Records from a data source:
# # # #

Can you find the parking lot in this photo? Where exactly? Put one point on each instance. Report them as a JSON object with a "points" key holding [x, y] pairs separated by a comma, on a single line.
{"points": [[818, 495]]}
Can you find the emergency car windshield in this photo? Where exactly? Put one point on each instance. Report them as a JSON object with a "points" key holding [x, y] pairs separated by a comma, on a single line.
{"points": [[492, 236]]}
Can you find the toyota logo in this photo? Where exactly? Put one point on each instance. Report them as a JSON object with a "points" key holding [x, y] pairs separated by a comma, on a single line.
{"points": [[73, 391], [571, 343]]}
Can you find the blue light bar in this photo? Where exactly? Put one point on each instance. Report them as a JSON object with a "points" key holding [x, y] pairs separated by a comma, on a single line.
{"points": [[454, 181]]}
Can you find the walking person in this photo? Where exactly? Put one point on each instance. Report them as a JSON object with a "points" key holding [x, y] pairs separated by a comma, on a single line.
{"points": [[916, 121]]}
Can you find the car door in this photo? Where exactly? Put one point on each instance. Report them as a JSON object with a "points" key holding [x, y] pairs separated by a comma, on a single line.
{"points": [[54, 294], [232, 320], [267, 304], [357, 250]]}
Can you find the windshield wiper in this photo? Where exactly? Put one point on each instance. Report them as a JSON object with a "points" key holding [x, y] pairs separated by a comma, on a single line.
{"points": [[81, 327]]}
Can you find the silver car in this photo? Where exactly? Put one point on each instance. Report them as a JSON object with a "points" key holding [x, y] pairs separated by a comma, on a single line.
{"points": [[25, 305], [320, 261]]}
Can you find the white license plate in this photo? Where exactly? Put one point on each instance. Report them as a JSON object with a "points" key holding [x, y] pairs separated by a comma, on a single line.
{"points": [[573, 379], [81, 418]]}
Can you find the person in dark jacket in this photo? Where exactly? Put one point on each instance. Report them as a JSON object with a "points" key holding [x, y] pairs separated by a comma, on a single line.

# # # #

● DIRECTIONS
The job here is to write out all the entries again exactly.

● RESULT
Can you find the parking lot in this photo? Where exactly? Put one point on each instance. Report them as a JSON object with a "points" key holding [x, y] pairs separated by a comma, on a single line.
{"points": [[818, 495]]}
Can you find the emergency car windshield in this photo? Where exactly? Put one point on each instance. Report them as a JSON object with a "points" key holding [x, y] pairs separated by a comma, on a single line.
{"points": [[492, 236]]}
Can you find the toyota logo in this photo? Where exactly? Put one point on each instance. Report them as a JSON object with a "points" key holding [x, y] pairs separated by a comma, on a single line.
{"points": [[73, 391], [571, 343]]}
Can you find the blue light bar in this photo? Where exactly? Put one point on each instance. Report them as a JSON object with a "points" key holding [x, y] pairs separated by a comma, on a single line.
{"points": [[454, 181]]}
Can you find the walking person in this photo? Where exactly? Put one point on each instance. Report them as a JSON object with a "points" key holding [x, y] pairs separated by a comma, on a single line.
{"points": [[916, 121]]}
Can you find the car door in this photo? Where exactly? Put one point on each instance. Report them as a JSON object with a "points" key holding [x, y] pairs separated by a comma, on a single line.
{"points": [[54, 294], [232, 320], [267, 304], [357, 250]]}
Can you find the windshield wiper in this photo? Where exactly? Put one point on each instance. Report them as a JSON object with a "points" key holding [x, y] pairs separated by a comma, on a single line.
{"points": [[81, 327]]}
Can you find the silver car in this photo? Where exactly? Put one point on each instance. Report them as a JSON object with a "points" key holding [x, y] pairs separated by a comma, on a single line.
{"points": [[25, 305], [320, 261]]}
Can you find the white license plate in this photo? Where exactly? Put one point on each instance. Report them as a JSON object with a "points" key holding [x, y] pairs separated by a comma, on a single line.
{"points": [[573, 379], [81, 418]]}
Can you find the person in dark jacket in this photo? Where exactly? Put one point on each instance. Report them as a JSON object with a "points" key holding [x, y] pairs separated by a comma, on a single line.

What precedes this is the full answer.